[Named-object pointing entries]
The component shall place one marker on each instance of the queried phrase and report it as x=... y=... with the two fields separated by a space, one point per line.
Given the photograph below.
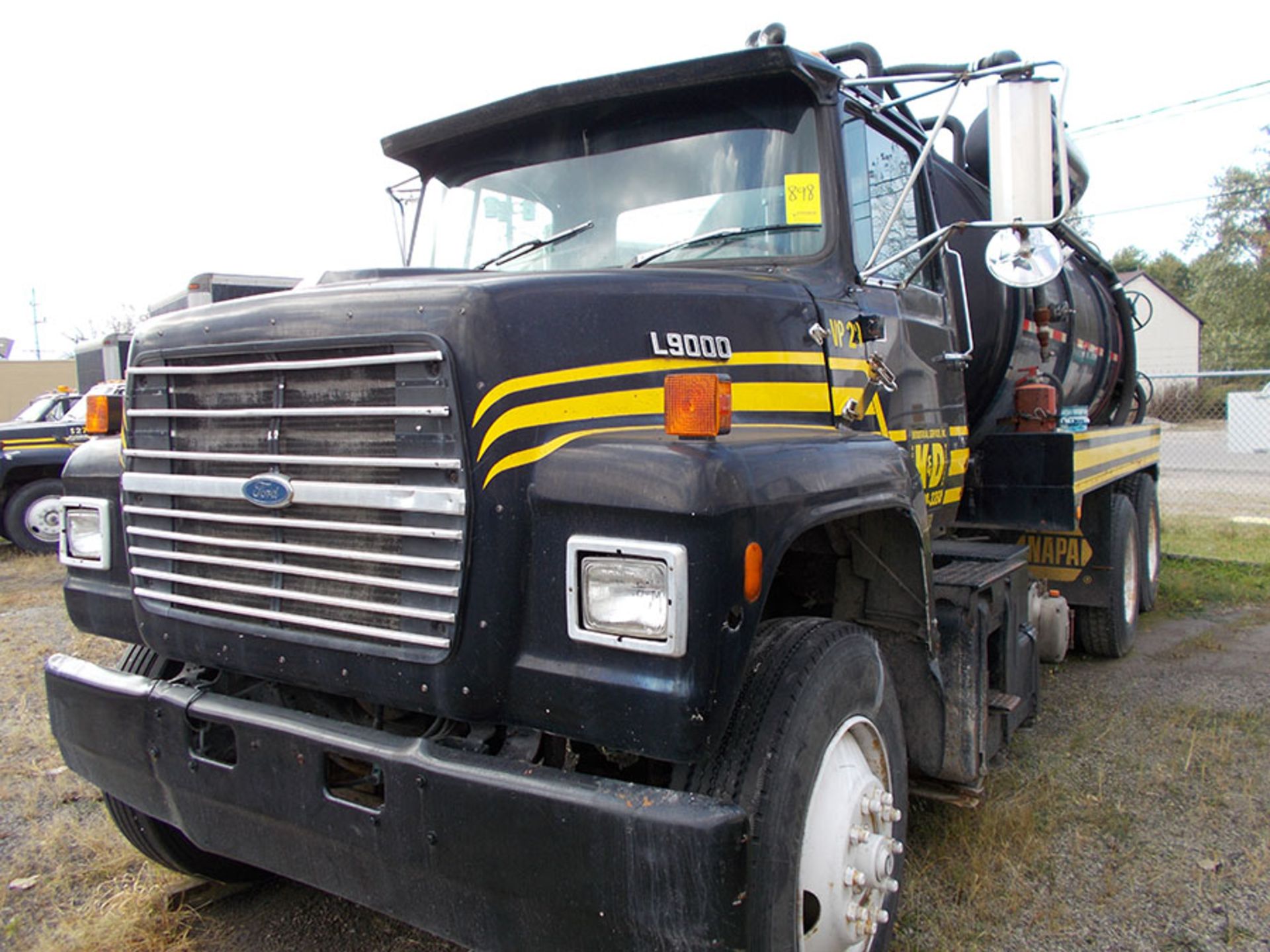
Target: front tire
x=33 y=516
x=153 y=838
x=816 y=754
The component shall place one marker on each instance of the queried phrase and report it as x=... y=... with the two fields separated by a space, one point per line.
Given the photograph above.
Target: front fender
x=759 y=484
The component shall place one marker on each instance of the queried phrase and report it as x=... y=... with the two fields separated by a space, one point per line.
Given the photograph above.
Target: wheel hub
x=45 y=518
x=847 y=867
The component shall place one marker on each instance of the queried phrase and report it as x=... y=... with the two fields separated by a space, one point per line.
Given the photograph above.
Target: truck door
x=926 y=411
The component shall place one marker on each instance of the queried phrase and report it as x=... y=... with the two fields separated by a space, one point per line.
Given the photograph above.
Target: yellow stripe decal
x=1089 y=459
x=1105 y=476
x=531 y=456
x=1122 y=432
x=746 y=397
x=752 y=358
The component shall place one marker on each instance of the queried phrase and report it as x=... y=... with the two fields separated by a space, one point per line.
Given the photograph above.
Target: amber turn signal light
x=753 y=571
x=698 y=404
x=105 y=414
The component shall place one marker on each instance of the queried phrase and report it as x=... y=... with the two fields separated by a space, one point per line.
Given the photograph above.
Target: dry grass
x=93 y=890
x=1122 y=819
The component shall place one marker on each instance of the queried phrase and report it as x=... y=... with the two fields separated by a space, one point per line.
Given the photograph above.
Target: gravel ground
x=1132 y=815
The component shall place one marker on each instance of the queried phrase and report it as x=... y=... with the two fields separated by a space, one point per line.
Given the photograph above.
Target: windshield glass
x=36 y=412
x=646 y=184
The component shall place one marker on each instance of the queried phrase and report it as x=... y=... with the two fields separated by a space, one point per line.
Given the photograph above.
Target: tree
x=1231 y=280
x=1171 y=273
x=1129 y=259
x=124 y=321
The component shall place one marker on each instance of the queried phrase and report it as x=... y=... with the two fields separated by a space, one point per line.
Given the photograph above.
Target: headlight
x=85 y=539
x=628 y=594
x=625 y=597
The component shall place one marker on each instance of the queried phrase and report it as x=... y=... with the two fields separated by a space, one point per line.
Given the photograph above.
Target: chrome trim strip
x=273 y=521
x=304 y=571
x=415 y=357
x=390 y=462
x=361 y=495
x=304 y=619
x=300 y=412
x=269 y=592
x=444 y=565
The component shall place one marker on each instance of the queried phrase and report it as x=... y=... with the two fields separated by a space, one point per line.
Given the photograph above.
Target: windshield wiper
x=534 y=245
x=719 y=237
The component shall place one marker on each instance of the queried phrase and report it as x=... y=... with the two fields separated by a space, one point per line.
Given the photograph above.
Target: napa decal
x=1060 y=556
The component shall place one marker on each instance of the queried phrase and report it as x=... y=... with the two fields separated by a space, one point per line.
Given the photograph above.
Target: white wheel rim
x=1152 y=549
x=1130 y=578
x=846 y=867
x=45 y=518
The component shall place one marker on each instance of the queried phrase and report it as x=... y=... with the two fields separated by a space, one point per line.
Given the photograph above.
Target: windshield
x=36 y=412
x=652 y=183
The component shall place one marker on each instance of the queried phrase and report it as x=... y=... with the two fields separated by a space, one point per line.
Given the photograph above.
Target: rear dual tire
x=1109 y=631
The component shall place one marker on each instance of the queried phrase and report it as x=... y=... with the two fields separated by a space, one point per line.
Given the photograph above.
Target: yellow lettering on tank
x=1057 y=556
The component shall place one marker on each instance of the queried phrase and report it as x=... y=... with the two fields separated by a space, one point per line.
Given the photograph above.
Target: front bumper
x=493 y=855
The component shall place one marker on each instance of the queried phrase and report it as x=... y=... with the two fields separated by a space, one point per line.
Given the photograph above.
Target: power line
x=1175 y=201
x=1177 y=106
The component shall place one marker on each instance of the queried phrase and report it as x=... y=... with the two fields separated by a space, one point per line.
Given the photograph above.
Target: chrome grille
x=371 y=545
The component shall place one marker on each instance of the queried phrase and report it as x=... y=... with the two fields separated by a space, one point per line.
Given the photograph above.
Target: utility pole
x=34 y=321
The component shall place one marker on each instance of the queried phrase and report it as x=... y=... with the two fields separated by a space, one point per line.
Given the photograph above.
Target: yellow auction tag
x=803 y=198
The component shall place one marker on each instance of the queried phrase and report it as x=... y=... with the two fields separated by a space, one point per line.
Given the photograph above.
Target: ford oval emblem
x=269 y=489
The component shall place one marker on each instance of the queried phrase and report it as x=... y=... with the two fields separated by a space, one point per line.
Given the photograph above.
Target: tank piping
x=1124 y=311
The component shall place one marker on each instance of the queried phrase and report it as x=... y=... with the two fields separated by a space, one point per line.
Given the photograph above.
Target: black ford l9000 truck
x=716 y=474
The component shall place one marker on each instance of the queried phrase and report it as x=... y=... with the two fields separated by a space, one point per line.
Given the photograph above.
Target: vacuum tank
x=1072 y=334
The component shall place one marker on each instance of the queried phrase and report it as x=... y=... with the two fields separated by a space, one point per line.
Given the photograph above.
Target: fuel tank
x=1067 y=334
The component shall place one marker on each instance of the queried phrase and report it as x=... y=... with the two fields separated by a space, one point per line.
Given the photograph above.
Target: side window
x=876 y=172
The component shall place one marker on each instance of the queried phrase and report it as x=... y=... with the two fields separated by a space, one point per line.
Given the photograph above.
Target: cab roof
x=446 y=141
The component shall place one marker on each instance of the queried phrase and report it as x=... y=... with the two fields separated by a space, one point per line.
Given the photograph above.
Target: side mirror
x=1024 y=258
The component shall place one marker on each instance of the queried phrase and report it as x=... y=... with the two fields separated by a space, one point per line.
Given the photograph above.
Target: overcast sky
x=146 y=143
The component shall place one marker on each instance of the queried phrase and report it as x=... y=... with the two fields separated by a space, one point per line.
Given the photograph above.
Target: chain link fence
x=1214 y=462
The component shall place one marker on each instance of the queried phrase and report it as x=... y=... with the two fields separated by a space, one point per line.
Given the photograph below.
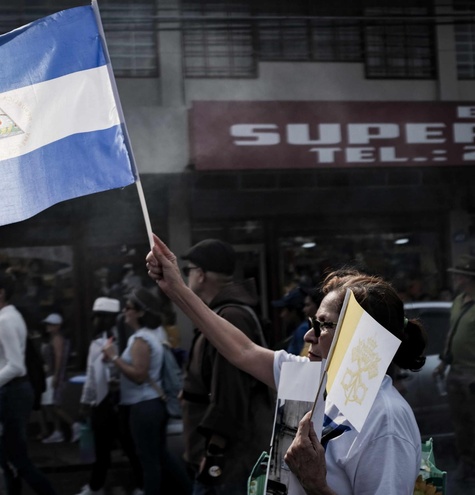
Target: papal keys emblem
x=8 y=127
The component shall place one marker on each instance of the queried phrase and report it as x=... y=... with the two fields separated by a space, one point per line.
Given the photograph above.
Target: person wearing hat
x=459 y=354
x=227 y=414
x=56 y=355
x=100 y=400
x=293 y=319
x=16 y=398
x=139 y=367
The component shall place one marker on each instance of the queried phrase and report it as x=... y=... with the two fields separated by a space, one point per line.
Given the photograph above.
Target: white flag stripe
x=52 y=110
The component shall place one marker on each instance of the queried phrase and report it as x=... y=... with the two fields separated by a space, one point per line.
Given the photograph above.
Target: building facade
x=307 y=135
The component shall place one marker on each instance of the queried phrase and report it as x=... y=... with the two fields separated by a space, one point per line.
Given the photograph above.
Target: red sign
x=284 y=134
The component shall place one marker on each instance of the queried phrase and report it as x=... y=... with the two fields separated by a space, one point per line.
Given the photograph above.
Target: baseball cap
x=295 y=299
x=106 y=305
x=53 y=319
x=464 y=266
x=212 y=255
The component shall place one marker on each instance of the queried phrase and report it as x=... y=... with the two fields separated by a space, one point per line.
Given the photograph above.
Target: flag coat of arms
x=61 y=130
x=361 y=353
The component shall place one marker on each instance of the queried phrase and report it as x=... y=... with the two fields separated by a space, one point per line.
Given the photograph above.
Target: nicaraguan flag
x=61 y=135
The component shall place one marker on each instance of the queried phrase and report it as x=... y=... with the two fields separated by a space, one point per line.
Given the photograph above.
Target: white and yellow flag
x=360 y=355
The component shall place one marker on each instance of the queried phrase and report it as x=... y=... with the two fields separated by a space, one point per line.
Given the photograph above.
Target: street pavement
x=62 y=464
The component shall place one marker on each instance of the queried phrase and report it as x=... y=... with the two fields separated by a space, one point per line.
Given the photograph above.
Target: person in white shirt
x=16 y=398
x=351 y=463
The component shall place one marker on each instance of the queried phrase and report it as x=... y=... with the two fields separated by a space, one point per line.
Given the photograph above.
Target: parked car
x=428 y=401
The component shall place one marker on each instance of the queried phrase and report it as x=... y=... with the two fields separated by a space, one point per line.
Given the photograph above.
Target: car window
x=436 y=322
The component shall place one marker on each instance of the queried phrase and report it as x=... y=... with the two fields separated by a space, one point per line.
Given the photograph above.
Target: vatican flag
x=361 y=352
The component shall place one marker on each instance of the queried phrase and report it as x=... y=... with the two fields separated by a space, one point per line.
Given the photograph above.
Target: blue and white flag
x=61 y=131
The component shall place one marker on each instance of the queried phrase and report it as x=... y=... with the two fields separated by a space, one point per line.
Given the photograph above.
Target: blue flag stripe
x=78 y=165
x=53 y=46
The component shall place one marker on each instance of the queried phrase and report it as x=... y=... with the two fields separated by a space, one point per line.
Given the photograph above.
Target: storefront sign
x=279 y=135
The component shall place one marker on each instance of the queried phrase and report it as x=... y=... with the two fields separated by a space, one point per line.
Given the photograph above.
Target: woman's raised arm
x=230 y=342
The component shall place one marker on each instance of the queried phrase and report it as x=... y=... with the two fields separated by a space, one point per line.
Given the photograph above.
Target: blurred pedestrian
x=140 y=379
x=227 y=414
x=385 y=456
x=16 y=398
x=56 y=356
x=459 y=354
x=100 y=401
x=293 y=319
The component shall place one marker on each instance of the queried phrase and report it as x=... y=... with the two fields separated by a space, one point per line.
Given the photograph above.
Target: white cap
x=53 y=319
x=106 y=305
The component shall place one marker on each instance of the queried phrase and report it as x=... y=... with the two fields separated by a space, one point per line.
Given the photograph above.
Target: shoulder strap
x=247 y=308
x=447 y=356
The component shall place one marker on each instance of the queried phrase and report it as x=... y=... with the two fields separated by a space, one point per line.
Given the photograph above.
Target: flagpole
x=138 y=183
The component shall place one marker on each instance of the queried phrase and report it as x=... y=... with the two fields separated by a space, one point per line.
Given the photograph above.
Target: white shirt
x=12 y=344
x=384 y=458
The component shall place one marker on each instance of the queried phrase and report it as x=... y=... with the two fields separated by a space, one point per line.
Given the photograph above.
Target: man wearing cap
x=227 y=414
x=293 y=318
x=459 y=353
x=16 y=398
x=100 y=400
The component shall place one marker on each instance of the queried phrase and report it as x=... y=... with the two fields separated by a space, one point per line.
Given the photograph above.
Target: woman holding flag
x=349 y=463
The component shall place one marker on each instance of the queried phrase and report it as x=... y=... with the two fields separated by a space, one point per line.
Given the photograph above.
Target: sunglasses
x=187 y=269
x=319 y=326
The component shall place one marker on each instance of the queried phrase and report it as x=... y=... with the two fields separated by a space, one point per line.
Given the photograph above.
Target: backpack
x=172 y=382
x=35 y=370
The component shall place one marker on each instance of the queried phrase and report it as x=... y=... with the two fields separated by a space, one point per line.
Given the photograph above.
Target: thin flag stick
x=128 y=143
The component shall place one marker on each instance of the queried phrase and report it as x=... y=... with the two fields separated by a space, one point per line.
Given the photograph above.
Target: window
x=305 y=31
x=217 y=40
x=399 y=48
x=128 y=24
x=465 y=40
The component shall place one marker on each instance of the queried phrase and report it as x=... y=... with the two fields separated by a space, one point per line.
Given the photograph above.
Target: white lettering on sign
x=325 y=155
x=388 y=154
x=364 y=133
x=464 y=133
x=425 y=133
x=360 y=155
x=370 y=142
x=254 y=137
x=300 y=134
x=466 y=112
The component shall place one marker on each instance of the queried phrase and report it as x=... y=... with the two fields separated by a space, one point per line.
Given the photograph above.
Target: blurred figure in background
x=459 y=354
x=56 y=355
x=227 y=414
x=140 y=372
x=16 y=398
x=293 y=319
x=312 y=300
x=100 y=400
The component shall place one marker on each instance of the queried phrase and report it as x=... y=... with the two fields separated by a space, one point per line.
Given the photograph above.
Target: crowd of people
x=230 y=379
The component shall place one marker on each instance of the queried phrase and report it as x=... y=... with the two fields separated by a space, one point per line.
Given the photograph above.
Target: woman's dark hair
x=379 y=299
x=143 y=300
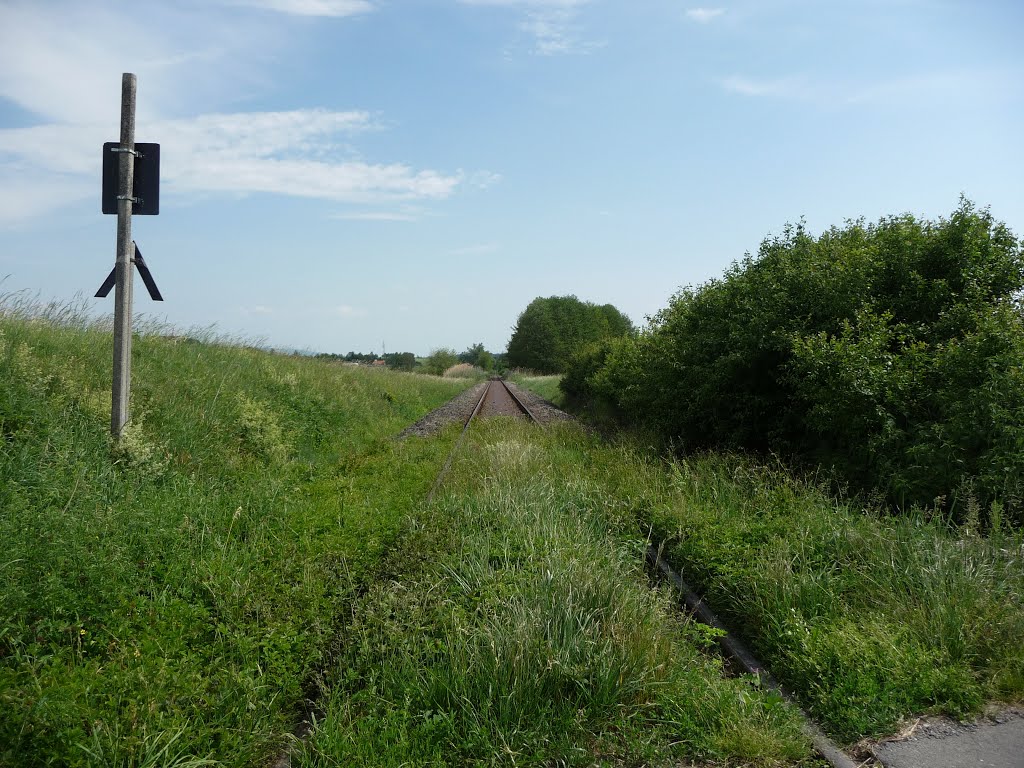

Objective -> Copy the entries from the beginning through the line that contains "x=816 y=754", including that line, and substitute "front wheel" for "front tire" while keeping everything else unchanged. Omit the pictures from your copy.

Task answer ->
The component shall place one marker on each instance of the queried phrase and report it as x=... y=... with the two fields separated by a space, one point per line.
Given the photograph below.
Target: front wheel
x=33 y=516
x=153 y=838
x=816 y=754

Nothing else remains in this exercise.